Excerpts of location labeling data
— Begin —
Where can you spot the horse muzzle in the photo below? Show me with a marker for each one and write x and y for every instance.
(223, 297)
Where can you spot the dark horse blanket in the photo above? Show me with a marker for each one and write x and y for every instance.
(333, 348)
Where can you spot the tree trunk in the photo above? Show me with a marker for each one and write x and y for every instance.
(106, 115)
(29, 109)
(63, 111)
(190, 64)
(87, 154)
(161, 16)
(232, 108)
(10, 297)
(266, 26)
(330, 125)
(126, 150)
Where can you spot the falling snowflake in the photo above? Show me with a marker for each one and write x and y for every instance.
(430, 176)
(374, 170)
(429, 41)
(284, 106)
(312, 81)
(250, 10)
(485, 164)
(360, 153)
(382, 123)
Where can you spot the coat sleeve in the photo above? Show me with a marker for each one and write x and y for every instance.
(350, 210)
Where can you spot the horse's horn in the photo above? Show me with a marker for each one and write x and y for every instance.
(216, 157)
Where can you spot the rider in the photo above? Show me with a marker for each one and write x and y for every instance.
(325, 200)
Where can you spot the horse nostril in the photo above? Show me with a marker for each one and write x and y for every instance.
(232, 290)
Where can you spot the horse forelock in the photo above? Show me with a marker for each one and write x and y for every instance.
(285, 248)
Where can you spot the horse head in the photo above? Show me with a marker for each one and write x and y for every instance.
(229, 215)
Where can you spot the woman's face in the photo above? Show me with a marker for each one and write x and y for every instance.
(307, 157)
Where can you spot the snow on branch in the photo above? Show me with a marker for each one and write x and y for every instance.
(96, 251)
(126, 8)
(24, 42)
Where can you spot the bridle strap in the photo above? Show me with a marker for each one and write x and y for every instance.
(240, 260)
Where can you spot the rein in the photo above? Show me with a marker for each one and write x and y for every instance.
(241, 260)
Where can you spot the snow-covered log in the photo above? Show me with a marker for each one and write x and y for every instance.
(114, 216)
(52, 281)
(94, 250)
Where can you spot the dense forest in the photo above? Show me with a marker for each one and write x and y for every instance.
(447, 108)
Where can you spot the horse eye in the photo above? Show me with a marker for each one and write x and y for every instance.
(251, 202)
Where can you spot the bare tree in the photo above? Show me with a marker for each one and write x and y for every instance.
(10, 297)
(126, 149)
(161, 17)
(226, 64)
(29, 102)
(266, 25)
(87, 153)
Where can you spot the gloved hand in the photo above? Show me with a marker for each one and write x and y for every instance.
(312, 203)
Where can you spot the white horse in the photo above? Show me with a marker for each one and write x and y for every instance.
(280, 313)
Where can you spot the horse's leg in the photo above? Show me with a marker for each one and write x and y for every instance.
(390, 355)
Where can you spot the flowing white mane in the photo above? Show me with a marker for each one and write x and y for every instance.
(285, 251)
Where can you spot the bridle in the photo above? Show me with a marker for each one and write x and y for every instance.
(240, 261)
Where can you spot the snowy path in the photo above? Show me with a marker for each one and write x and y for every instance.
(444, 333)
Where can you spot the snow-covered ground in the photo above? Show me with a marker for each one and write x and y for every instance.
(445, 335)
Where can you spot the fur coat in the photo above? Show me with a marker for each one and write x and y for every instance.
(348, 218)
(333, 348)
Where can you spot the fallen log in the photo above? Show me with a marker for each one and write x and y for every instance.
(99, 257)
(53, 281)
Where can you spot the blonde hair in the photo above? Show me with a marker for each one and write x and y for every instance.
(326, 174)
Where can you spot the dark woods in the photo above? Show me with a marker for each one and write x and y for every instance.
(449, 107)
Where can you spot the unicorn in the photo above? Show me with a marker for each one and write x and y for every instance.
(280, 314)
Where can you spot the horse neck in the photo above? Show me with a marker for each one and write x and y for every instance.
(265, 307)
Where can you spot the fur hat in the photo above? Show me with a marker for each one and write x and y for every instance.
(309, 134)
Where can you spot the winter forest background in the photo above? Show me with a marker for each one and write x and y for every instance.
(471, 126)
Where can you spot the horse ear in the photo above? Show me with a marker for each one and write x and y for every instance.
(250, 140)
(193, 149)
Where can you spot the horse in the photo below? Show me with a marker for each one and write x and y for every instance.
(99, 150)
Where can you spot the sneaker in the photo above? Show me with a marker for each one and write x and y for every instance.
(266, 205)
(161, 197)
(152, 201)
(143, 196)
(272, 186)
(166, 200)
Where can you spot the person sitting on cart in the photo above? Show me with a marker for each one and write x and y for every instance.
— End —
* **Written task**: Write the data out again in full and exactly.

* **Full response**:
Where can you spot the horse muzzle in the photo below? Show me with a marker for each one and write x and y for every instance.
(223, 297)
Where can you spot the dark horse blanket in the photo above? Show me with a marker for each one and write x and y for every instance.
(333, 348)
Where can you spot the tree trunk in the photo above? Show me with a marker for each one and write x and y for every instance.
(106, 115)
(29, 109)
(63, 111)
(190, 64)
(87, 154)
(161, 16)
(232, 108)
(10, 297)
(266, 26)
(330, 125)
(126, 150)
Where can you spot the falling snowflake in the photo above? Show me with a marker for each one and write x and y for every instance.
(430, 176)
(374, 170)
(429, 41)
(284, 106)
(312, 81)
(250, 10)
(485, 164)
(360, 153)
(382, 123)
Where can you spot the coat sleeve in the photo above? Show me with a marker for each one and write x and y for every instance.
(350, 210)
Where can you spot the horse's horn in the photo above? Show me with a marker for each one and write x and y for every instance.
(216, 157)
Where can you spot the rider in the photo above? Show me with a marker for each one and write x and y for every instance.
(325, 200)
Where can you spot the horse nostril in the photo above? Show me with a marker for each one and write x and y for every instance.
(232, 290)
Where can you spot the horse forelock in the photo above? Show me with a marker for each one and write x and y for every instance.
(285, 248)
Where can you spot the horse head in the photo above? Show me with a marker for each one and write x and y for every instance.
(229, 215)
Where can you spot the woman's face in the photo above? Show me with a marker for each one and write x and y for every instance.
(307, 157)
Where can you spot the snow on branch in the photo above? Show me with a marker for each one and write x and y for every instance.
(96, 251)
(126, 8)
(24, 42)
Where can you spot the bridle strap in the photo above? Show me with a marker for each one and write x and y for every instance.
(240, 260)
Where can you spot the rein in the photo above? Show me with a marker for each one and write x and y for every instance.
(241, 260)
Where can you spot the snow-covered log in the photo above? Show me with a marker for each one and write x and y for every instance.
(114, 216)
(52, 281)
(94, 250)
Where can you spot the dense forest in the photo above? Show me with a marker for each one and write x and y for every instance.
(447, 108)
Where can you spot the horse eye in the photo above? Show me with a marker for each one and write x and y for every instance.
(251, 202)
Where can you spot the bare tree in the photo above? Show me with a marker for each one and write x and y for every instance.
(10, 297)
(126, 149)
(161, 17)
(226, 64)
(29, 102)
(266, 25)
(87, 153)
Where can you spot the gloved hand in the photo above? Show me with a marker for each one and write x and y for every instance.
(312, 203)
Where can you spot the white horse in the photo above? Show me with a marker for each one and write x and y for every instance.
(280, 313)
Where can you spot the horse's leg in the photo above? Show me with a marker for each one and write x and y for every instance.
(390, 355)
Where can you spot the flowing white mane in the photo above? Show me with a marker for each one and write x and y for every instance.
(285, 251)
Where can you spot the bridle in the photo above? Show me with a marker for each one and write x and y for every instance.
(240, 261)
Where can you spot the snowy path in the photo above? Show me with a marker for each one and write x and y for every instance.
(444, 333)
Where can you spot the snow-covered ground in the photo above? Show me with a marker for each one and write x and y for every instance.
(445, 335)
Where can you spot the fur coat in the photo above? Show me with a marker for each one and write x and y for every instance.
(348, 218)
(333, 348)
Where can you spot the fallen log in the photo above? Show me with a marker for each one and write x and y for every instance.
(99, 257)
(53, 281)
Where can you spot the blonde hair in the photo above? Show me with a marker for each one and write x and y for every instance.
(326, 174)
Where can you spot the dark woods in the photo above? Show me with a marker for each one and write x and y for every instance.
(449, 107)
Where can you spot the unicorn in the photo above? Show me with a marker for each one and write x and y for every instance.
(280, 314)
Where can you spot the horse neck in the photo above? Show me with a marker for each one and write x and y for every instance.
(265, 307)
Where can you spot the fur hat in the photo above? Show me with a marker for each one and write x and y for every instance.
(309, 134)
Where can you spot the winter forest background in the photo above? Show me with a marker for each one and write x and y for every instance.
(471, 126)
Where can you spot the horse ear in the photo above? Show me with a marker for each one and write x and y for every instance.
(250, 140)
(193, 149)
Where can you spot the horse in the photo below? Show me with a marker for each one and write x and y for every instance.
(99, 150)
Where can you spot the sneaker in the photo above? Show me with a marker for each one and write x and y for every instance.
(266, 205)
(161, 197)
(152, 201)
(143, 196)
(272, 186)
(166, 200)
Where can you spot the person sitting on cart in the photo above? Show me with a marker for each one and write x and y for every instance.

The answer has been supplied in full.